Edit the rows below so that every "in this photo" becomes "in this image", with nothing else changed, and leave the pictures out of your version.

━━━━━━━━━━━━━━━━

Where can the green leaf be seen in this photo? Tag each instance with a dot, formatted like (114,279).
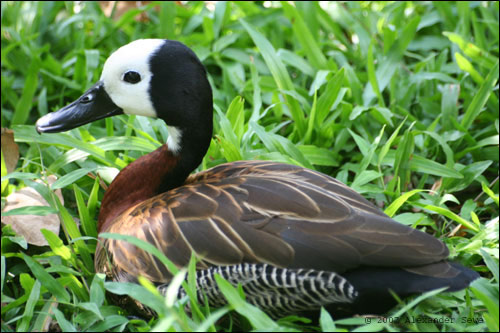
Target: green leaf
(46,279)
(329,96)
(25,103)
(326,322)
(396,204)
(279,73)
(480,98)
(306,39)
(56,244)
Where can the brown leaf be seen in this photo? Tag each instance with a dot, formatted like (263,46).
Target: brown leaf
(29,226)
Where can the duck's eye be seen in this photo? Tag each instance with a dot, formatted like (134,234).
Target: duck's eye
(131,77)
(87,98)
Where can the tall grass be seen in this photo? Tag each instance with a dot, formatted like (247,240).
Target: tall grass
(398,100)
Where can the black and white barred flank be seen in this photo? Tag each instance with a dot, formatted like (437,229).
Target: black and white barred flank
(277,291)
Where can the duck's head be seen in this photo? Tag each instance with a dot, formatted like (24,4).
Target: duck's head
(147,77)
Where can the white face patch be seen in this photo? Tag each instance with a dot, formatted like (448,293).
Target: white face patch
(174,139)
(133,98)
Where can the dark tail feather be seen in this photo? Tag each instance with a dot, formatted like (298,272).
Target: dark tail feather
(373,283)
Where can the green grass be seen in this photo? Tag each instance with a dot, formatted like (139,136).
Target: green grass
(398,100)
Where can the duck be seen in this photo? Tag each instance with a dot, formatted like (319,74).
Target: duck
(294,238)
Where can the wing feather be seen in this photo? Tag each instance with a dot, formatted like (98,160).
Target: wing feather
(266,212)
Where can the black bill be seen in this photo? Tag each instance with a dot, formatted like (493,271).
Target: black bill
(94,104)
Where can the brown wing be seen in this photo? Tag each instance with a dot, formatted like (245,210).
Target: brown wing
(258,211)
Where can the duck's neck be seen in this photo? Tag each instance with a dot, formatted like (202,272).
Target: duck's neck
(154,173)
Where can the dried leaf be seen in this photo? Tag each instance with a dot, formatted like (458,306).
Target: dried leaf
(29,226)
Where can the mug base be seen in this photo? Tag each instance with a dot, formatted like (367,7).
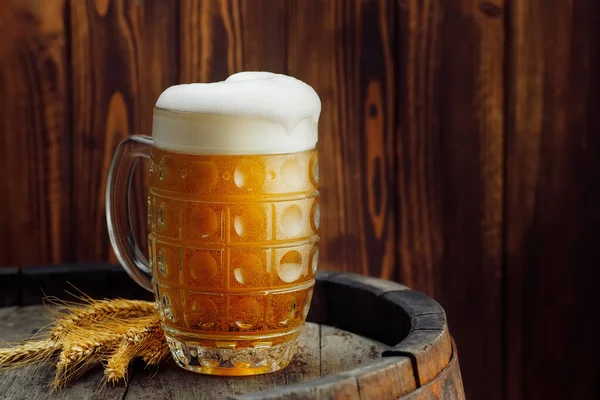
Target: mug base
(230,357)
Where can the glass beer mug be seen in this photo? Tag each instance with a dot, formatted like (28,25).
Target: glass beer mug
(233,219)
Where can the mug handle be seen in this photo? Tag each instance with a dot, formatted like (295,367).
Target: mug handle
(118,217)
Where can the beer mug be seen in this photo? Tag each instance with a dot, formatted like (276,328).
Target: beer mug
(233,219)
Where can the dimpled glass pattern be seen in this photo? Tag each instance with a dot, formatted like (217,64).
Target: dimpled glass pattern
(233,251)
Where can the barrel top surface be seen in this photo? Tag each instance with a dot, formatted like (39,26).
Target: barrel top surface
(341,353)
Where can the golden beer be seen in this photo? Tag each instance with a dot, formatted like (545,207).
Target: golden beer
(233,248)
(233,219)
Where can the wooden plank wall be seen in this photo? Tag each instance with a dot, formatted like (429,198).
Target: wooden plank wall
(460,151)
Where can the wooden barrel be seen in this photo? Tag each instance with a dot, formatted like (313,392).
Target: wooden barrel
(367,339)
(419,360)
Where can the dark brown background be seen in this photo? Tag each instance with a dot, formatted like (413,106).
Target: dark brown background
(460,149)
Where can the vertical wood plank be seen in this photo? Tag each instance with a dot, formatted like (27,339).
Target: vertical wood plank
(345,50)
(34,134)
(553,170)
(219,38)
(123,55)
(450,172)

━━━━━━━━━━━━━━━━

- _Reply_:
Where can the green leaf be seen in this image? Tag each instance with a dot, formatted like (114,279).
Target: green leaf
(46,279)
(329,96)
(25,103)
(326,322)
(396,204)
(279,73)
(480,98)
(306,39)
(56,244)
Where can the brown leaf be seen in this image? Tag each instance with a dot, formatted like (263,46).
Target: brown leaf
(29,226)
Where can the duck's eye be seen in this image? Tag each instance with a dot, formatted like (134,234).
Target: duck's eye
(131,77)
(87,98)
Where can the tall grass be seen in this image? Tag each instance with a dot, formatted like (247,240).
Target: tall grass
(398,100)
Where can the black and white barred flank be seen in this image? Tag each instance with a dot, formatted like (437,229).
Target: black and white barred flank
(277,291)
Where can the duck's head be seen in this image? Tag each instance with a dot, formatted like (24,4).
Target: duck's head
(147,77)
Where can the white face patch be seen in this image? Tag each instance with a dot, formatted like (448,293).
Target: white face patch
(174,139)
(133,98)
Where can the dark tail feather be seen in this image? Tag each instance with a dot, formatted like (298,272).
Target: dark tail feather
(373,283)
Where can the green grass be seen in this image? Tag each instance with a dot, formatted like (139,136).
Target: green grass
(398,100)
Where can the duck be seen in this image? Tag each instance with a dot, formatted like (319,74).
Target: duck
(294,238)
Where can the wing feather be seen in this image? Tag each instance with a dot, formatted like (98,160).
Target: wing feather
(266,212)
Where can the black bill be seen in this image? Tag each instance with a dot, formatted like (493,271).
Target: black bill
(94,104)
Where can the brown wing be seen in this image? Tag each instance with a dot, formatted like (245,210).
Target: brown wing
(258,211)
Where can the duck's neck be seen in this image? Tag each instance with a dot, formatted like (202,272).
Target: duck's neck
(154,173)
Where can the dried leaf be seen in this image? Tag each instance with a dot, formatted like (458,306).
Target: dried leaf
(29,226)
Where can the mug base be seen in this image? Tag each instance with a dot, formatted like (367,7).
Target: mug base
(230,357)
Where can the glass beer mug be seen in this image? Tag each instance with a dot, formatted like (28,25).
Target: glass beer mug
(233,219)
Where can the mug handle be seen in this image? Tag each instance with a dot, formatted like (295,367).
Target: mug handle
(118,217)
Where can the beer mug be seen in this image? Tag each instance with a dot, formatted like (276,328).
Target: beer mug
(233,219)
Where can the dimpled glass pattern be seen in this image? Tag each instance with a dot, formatted like (217,64).
Target: dimpled glass pattern
(233,251)
Where can the barrel top surface be seen in this image? Tag each instance with a dot, formatted like (39,26).
Target: barrel top surface
(341,353)
Where can the golden beer be seen in this image? Tag each instance with a dot, formatted like (545,207).
Target: golden beer
(233,248)
(233,219)
Where can the wooden plank wall be seen in this image? Tag each instance with a dot, formatted like (429,198).
Target: wooden plank wall
(460,151)
Where can the wooden barrel be seen in this image? Tag each instance with a dot, formatted like (313,392).
Target: wooden barrel
(367,339)
(419,360)
Where can the dark brown background be seen in this image? Tag each instance with a dot, formatted like (413,106).
Target: dark brown background
(460,149)
Where can the vertical wood plank be seen in this image? Tag each instance with a dot, formatted like (27,339).
Target: vertical wood plank
(345,50)
(34,134)
(553,170)
(219,38)
(123,55)
(450,172)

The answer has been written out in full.